== RECORDS SUPPLIED ==
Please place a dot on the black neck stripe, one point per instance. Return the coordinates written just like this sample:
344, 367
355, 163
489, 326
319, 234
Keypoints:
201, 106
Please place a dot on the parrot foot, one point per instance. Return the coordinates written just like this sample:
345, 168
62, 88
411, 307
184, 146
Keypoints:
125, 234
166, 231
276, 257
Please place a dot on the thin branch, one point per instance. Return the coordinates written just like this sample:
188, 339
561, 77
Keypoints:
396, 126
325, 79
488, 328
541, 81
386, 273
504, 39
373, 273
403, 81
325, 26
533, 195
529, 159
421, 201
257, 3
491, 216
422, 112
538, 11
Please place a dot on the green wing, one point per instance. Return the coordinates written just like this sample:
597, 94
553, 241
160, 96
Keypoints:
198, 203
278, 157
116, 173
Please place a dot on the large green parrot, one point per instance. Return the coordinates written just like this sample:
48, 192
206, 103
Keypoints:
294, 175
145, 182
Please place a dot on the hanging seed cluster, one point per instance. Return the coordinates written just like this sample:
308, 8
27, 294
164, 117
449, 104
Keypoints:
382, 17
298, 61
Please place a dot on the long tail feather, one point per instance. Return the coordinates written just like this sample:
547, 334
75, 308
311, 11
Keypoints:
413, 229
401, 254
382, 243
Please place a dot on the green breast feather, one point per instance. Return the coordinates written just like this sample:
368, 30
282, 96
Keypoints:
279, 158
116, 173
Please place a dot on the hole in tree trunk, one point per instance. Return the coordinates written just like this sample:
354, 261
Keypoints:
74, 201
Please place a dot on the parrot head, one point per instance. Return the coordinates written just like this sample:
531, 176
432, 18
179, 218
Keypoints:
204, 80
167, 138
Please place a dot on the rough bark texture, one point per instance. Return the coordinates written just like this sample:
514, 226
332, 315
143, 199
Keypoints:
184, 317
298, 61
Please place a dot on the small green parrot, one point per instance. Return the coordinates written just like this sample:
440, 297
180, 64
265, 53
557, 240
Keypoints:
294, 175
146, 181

== DIRECTIVE ==
Can you lay out the lines from the one containing "Please place a dot on the small" through the end of the records above as a JSON list of strings, one string per line, leaving out any blank lines?

== SOLUTION ==
[
  "Please place a dot on the small green parrot, one point per instance. Return the coordinates written just like this sample:",
  "440, 297",
  "180, 64",
  "265, 53",
  "557, 240",
  "Keypoints:",
  "294, 175",
  "146, 181"
]